**WHAT NEEDS TO BE DONE**
Please count the lines of the listing below in which "mirror" occurs, and reply with the number only.
BEGIN ENTRIES SUPPLIED
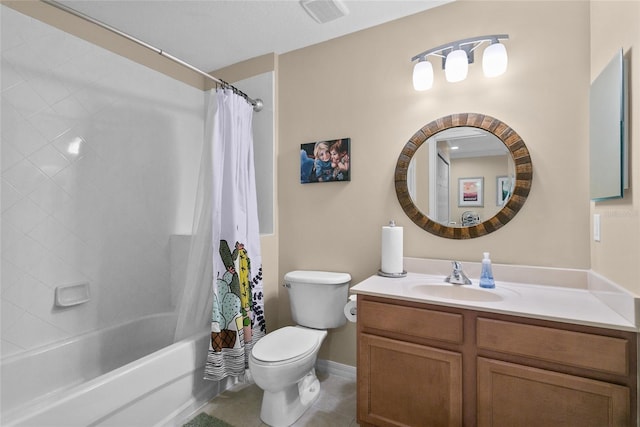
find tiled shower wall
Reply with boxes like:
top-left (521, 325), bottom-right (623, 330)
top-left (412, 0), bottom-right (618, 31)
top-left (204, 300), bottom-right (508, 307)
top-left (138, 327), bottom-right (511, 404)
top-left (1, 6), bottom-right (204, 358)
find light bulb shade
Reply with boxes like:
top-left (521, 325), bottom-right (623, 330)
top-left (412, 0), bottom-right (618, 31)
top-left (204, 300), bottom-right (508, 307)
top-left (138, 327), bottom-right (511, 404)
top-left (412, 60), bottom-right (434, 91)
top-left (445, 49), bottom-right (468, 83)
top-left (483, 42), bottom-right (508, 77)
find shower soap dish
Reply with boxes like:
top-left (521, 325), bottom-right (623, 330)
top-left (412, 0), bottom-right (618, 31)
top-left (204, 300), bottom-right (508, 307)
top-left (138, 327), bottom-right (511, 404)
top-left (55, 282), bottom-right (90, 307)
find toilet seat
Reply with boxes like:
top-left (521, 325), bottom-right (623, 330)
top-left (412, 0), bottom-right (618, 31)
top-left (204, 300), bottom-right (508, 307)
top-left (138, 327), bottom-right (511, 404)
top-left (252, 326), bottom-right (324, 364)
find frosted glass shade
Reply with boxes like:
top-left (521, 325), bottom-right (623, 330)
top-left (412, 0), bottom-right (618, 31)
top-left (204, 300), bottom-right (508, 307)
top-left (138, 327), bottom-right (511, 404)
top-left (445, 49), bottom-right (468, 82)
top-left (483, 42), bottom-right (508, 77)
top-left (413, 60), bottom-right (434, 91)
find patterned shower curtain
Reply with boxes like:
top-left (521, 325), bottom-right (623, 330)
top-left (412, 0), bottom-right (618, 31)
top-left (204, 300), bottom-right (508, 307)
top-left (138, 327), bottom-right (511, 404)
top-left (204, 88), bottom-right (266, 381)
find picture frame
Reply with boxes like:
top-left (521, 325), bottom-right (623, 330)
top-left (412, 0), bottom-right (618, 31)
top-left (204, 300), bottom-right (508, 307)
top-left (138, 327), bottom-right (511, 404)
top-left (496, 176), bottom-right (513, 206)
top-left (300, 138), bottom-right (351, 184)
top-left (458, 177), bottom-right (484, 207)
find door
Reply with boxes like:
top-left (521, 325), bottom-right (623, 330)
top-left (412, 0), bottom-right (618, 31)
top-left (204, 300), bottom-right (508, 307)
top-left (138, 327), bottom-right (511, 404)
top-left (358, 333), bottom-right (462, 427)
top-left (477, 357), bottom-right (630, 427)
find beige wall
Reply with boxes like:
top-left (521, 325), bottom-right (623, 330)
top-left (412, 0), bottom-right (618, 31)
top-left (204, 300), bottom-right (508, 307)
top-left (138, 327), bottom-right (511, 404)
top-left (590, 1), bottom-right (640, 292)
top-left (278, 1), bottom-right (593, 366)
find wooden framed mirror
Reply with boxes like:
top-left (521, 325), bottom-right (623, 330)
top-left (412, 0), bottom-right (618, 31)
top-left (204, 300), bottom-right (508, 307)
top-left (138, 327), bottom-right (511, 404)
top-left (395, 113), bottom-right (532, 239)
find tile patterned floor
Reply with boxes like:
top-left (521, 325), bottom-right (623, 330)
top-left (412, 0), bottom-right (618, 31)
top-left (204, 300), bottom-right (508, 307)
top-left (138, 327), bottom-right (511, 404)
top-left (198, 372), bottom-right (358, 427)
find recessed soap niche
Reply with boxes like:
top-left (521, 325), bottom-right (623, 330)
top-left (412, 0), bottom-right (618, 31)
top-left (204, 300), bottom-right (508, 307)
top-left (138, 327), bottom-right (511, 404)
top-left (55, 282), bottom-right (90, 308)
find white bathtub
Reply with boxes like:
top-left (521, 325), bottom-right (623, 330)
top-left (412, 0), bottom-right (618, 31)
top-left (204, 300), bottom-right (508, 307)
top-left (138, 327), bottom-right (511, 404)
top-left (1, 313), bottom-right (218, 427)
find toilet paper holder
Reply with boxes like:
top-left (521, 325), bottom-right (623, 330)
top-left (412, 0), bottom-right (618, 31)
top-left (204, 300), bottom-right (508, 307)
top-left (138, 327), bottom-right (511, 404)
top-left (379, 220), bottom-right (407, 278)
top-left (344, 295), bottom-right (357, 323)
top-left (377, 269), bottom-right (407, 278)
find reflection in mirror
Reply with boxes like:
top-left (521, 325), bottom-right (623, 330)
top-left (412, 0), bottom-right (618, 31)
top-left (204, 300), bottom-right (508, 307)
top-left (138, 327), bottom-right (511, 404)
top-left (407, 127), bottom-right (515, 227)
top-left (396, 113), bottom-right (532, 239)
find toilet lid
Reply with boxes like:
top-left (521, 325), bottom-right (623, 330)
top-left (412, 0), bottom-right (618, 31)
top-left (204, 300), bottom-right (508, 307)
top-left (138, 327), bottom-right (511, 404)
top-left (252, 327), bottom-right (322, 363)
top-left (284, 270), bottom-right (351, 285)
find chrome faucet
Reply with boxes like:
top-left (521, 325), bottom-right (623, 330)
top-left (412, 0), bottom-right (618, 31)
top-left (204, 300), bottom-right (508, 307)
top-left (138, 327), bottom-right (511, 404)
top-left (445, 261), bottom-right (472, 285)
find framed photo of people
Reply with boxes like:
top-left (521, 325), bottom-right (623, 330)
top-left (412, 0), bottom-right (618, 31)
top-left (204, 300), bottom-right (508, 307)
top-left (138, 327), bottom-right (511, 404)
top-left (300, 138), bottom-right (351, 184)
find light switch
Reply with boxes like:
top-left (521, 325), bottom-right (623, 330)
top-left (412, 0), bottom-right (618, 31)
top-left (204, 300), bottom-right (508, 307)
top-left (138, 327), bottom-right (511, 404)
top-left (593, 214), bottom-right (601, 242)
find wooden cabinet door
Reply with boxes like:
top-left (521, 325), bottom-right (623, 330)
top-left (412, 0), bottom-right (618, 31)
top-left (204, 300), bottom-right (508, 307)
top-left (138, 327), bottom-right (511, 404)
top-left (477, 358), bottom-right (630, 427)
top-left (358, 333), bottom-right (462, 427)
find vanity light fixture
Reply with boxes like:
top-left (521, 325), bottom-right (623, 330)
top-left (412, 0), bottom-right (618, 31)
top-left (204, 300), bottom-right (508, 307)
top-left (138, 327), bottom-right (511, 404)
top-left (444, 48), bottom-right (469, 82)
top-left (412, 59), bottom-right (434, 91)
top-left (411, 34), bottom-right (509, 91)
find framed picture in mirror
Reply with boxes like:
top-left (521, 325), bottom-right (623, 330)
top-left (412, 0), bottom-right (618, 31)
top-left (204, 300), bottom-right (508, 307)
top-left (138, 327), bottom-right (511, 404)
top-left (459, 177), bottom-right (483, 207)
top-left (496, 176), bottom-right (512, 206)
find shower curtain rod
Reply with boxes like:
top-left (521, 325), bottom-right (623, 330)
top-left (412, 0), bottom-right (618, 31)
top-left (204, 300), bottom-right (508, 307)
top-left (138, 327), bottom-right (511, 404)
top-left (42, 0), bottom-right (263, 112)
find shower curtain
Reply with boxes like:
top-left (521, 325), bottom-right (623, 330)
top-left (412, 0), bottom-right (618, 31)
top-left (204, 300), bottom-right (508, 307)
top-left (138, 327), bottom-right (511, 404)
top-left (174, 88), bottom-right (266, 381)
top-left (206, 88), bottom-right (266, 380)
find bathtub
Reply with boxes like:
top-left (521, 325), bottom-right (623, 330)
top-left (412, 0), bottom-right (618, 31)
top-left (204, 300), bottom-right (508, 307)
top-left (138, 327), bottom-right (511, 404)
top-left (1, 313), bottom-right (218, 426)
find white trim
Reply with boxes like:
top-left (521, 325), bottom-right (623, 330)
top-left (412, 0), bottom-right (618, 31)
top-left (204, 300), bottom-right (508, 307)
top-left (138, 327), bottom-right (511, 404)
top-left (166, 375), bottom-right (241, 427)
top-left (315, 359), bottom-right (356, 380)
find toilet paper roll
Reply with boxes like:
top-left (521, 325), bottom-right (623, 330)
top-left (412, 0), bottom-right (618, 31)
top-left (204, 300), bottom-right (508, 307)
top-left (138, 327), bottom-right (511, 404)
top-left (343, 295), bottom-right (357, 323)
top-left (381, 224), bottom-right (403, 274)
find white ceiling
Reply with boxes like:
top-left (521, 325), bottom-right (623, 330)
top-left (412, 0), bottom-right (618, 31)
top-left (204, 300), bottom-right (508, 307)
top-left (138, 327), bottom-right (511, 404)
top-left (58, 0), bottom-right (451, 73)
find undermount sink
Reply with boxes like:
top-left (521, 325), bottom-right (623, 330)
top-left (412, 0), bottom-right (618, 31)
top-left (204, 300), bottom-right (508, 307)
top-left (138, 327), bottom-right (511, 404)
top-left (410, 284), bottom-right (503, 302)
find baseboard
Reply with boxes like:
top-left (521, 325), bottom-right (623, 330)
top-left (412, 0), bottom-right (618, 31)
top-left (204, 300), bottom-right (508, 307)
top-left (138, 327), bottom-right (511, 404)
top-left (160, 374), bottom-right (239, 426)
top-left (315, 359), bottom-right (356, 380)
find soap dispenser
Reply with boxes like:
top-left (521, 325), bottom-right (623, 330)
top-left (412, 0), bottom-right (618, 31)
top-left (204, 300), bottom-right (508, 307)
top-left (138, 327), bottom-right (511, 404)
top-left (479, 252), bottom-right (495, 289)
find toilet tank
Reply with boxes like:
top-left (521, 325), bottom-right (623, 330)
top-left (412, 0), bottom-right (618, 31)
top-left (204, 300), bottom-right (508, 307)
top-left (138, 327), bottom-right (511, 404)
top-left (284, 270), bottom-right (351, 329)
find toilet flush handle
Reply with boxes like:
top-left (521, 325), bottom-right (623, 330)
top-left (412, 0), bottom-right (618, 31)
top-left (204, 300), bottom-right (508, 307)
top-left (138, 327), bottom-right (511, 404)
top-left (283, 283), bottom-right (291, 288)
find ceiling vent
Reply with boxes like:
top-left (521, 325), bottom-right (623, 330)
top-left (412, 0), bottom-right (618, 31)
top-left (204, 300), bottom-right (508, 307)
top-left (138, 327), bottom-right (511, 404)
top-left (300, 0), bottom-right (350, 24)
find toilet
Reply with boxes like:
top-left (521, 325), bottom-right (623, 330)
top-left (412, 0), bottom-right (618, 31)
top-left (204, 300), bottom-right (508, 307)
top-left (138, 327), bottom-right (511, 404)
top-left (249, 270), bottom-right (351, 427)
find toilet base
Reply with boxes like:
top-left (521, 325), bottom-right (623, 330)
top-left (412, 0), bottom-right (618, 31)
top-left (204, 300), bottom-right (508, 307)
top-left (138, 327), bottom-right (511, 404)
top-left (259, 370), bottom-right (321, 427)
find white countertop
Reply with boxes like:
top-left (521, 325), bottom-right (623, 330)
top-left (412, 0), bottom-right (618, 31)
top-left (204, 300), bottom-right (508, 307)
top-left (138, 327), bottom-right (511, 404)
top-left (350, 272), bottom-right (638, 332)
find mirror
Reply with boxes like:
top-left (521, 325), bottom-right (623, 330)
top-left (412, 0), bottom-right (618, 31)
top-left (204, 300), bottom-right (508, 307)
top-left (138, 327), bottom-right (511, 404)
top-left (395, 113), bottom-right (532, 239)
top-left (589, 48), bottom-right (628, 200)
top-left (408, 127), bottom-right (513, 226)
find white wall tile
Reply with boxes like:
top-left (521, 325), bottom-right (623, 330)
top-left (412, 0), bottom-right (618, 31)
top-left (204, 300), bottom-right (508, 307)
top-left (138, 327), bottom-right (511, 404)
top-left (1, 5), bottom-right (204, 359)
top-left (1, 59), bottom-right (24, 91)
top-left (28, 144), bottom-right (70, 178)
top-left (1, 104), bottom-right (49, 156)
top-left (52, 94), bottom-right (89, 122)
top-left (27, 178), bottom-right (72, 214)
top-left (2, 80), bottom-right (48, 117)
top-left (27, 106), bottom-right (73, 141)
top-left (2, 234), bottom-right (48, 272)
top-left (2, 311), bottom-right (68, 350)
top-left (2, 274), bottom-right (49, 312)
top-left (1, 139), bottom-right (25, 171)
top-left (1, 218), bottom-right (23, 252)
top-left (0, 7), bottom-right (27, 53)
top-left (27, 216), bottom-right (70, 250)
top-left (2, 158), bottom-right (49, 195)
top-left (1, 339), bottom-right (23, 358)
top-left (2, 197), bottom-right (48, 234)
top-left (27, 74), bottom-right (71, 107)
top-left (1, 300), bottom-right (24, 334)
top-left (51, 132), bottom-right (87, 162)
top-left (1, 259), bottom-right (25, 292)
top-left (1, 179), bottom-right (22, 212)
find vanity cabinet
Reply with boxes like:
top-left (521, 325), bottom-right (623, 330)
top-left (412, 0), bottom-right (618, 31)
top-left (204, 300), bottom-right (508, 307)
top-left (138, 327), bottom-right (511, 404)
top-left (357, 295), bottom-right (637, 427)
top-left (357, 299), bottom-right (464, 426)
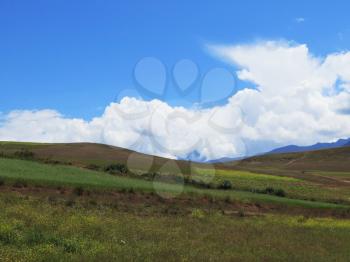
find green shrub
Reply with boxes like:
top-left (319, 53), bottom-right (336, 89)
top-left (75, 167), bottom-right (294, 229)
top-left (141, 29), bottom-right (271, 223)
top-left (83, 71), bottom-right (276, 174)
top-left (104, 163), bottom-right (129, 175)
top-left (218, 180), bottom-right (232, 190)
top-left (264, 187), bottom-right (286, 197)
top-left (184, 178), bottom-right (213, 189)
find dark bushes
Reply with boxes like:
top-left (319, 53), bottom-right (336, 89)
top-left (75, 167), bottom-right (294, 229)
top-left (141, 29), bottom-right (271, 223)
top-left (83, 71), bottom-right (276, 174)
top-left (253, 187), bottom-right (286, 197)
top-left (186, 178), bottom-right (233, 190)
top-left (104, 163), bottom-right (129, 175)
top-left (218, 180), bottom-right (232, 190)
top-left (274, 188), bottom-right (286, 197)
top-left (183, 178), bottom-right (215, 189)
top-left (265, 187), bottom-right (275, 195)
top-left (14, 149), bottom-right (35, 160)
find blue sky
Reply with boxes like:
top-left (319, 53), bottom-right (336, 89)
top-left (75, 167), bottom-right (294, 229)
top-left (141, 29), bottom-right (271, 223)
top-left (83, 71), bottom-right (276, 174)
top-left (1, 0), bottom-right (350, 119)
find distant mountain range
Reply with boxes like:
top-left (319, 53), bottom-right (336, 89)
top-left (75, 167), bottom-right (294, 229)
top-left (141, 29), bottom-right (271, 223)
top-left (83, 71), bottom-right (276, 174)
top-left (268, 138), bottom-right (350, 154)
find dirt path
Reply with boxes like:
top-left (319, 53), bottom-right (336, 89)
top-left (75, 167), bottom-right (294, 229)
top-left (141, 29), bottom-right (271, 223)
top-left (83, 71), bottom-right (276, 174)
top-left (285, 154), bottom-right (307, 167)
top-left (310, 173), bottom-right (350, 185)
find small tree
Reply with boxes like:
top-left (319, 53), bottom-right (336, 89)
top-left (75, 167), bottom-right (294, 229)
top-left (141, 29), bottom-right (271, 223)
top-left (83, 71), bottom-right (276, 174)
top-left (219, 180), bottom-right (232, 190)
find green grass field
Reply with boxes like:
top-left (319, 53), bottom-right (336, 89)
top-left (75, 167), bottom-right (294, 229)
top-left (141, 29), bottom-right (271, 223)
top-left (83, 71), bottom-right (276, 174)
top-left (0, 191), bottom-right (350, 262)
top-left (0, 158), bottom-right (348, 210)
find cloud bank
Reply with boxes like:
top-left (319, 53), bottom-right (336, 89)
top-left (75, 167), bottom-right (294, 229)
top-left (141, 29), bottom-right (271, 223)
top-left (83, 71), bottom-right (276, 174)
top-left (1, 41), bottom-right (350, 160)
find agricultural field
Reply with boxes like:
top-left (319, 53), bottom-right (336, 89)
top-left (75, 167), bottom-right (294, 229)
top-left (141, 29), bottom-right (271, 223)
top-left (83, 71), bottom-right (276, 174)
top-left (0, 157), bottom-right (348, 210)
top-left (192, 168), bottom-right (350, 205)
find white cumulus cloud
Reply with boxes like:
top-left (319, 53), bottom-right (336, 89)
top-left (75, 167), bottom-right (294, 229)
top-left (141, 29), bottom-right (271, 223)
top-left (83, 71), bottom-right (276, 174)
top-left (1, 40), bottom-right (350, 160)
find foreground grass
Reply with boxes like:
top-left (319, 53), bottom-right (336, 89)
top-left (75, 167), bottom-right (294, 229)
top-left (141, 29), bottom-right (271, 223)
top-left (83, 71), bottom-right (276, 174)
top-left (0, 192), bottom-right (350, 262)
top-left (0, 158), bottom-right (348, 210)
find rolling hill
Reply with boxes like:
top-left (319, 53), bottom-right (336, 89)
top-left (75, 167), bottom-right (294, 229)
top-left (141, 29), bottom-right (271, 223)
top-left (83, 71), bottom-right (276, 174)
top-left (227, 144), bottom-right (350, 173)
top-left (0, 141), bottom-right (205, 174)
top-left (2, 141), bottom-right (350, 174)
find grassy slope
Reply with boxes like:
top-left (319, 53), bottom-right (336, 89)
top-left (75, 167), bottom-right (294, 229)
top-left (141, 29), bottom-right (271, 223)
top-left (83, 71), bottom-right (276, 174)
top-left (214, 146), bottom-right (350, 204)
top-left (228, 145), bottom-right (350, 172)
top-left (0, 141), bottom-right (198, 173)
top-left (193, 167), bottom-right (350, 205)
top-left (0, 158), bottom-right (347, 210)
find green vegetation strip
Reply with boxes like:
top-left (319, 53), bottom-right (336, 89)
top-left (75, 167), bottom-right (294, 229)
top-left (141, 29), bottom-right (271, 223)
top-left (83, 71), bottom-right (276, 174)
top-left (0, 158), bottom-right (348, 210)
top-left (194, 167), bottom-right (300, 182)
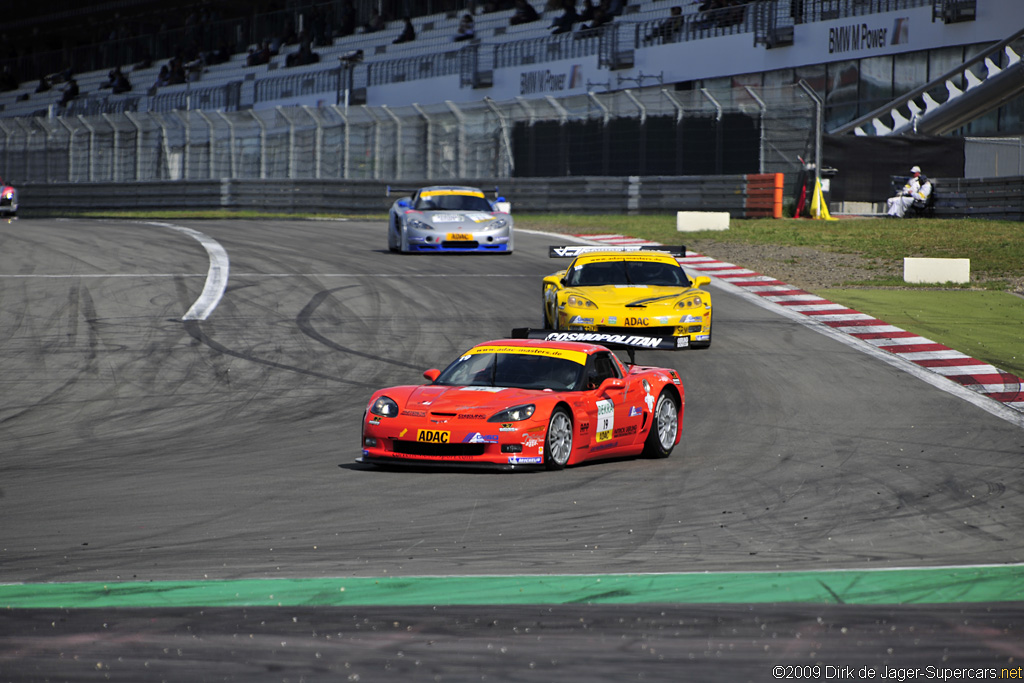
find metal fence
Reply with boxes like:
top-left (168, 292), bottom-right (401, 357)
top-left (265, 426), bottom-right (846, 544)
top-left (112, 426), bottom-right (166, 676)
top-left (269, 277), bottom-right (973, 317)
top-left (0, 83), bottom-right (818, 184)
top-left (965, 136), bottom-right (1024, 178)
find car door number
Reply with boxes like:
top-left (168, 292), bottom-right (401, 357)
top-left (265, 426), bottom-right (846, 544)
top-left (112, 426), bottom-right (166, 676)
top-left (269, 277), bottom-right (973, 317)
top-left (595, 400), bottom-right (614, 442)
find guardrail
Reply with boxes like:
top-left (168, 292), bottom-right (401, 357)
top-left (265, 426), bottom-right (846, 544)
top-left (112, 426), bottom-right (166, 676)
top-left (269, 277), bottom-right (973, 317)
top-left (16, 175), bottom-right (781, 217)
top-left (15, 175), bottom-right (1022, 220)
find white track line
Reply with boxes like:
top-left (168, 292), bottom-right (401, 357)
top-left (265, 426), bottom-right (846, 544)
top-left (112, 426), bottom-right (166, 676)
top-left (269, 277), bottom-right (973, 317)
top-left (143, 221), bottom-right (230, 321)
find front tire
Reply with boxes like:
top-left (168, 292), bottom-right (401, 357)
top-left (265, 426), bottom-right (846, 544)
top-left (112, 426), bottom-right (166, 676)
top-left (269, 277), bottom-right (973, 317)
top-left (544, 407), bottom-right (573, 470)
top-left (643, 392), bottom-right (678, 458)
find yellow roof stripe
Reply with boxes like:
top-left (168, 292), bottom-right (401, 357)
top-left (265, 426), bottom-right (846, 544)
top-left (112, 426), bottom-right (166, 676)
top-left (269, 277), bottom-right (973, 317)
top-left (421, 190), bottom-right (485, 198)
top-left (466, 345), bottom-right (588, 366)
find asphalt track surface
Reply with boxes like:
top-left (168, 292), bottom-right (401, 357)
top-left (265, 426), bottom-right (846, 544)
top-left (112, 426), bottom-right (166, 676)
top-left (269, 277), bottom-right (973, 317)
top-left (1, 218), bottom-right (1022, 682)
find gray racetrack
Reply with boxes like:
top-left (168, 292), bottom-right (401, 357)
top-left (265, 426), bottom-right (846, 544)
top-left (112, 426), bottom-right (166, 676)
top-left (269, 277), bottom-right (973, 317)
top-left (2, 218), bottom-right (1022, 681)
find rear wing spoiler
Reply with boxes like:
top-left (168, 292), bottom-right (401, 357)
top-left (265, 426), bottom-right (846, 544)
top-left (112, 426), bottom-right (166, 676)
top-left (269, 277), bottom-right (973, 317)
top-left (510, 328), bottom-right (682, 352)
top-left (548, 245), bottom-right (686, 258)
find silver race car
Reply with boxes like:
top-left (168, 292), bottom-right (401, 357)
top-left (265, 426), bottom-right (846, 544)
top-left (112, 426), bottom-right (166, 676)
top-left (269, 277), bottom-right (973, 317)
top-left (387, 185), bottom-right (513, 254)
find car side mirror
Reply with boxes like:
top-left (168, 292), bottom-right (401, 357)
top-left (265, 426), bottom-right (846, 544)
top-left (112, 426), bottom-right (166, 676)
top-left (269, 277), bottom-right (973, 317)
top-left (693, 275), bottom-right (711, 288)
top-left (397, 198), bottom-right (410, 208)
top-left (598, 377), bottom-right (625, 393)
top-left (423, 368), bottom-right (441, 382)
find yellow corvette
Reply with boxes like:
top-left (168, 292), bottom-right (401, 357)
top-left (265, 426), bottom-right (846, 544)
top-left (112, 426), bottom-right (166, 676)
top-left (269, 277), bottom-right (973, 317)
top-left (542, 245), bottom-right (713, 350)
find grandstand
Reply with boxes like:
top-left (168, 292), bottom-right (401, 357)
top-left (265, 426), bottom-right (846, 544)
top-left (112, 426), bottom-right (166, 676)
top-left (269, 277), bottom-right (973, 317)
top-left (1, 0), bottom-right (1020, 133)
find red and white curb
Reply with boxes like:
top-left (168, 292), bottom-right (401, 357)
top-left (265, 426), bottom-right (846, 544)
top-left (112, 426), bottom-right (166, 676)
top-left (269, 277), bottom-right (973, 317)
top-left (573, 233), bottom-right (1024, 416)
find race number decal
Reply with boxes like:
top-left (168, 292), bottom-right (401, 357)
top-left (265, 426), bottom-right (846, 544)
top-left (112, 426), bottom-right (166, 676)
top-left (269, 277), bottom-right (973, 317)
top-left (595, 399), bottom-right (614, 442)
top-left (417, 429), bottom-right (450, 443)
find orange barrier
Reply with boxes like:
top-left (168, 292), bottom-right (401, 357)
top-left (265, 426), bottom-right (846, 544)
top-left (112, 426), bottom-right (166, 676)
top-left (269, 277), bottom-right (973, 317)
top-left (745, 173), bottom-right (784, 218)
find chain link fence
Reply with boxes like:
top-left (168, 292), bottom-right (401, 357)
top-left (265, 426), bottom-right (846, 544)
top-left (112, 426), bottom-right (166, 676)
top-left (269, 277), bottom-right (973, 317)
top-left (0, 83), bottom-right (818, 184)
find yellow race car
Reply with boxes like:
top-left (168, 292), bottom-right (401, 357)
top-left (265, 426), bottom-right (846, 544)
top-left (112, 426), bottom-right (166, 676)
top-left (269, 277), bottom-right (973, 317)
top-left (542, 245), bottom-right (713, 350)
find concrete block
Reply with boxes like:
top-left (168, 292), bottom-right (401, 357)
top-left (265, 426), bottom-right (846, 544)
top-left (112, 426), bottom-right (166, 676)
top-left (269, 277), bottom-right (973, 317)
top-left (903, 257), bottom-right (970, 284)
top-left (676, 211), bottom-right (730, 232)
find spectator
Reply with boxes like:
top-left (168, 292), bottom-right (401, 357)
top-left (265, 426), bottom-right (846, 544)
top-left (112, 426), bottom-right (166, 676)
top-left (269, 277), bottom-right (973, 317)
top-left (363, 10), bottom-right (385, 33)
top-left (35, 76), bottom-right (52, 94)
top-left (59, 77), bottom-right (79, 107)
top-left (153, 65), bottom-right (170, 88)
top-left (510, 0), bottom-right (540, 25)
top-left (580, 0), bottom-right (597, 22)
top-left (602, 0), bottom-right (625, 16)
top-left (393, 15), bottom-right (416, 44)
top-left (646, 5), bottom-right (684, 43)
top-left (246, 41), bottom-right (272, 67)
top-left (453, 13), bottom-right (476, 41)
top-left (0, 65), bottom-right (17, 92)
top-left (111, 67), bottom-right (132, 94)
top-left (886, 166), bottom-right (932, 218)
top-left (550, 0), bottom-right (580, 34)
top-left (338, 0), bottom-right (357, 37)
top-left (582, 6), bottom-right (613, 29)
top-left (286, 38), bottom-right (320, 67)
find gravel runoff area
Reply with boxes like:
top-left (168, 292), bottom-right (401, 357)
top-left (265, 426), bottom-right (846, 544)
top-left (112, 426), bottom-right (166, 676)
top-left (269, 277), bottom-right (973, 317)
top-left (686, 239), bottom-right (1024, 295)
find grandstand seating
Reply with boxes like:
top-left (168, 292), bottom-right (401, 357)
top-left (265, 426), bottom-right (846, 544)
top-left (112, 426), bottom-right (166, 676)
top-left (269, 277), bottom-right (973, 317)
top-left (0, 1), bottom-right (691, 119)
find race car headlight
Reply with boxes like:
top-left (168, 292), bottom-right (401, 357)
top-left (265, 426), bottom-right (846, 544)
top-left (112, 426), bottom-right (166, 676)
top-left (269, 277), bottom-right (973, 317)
END ENTRIES SUPPLIED
**RESPONSE AREA**
5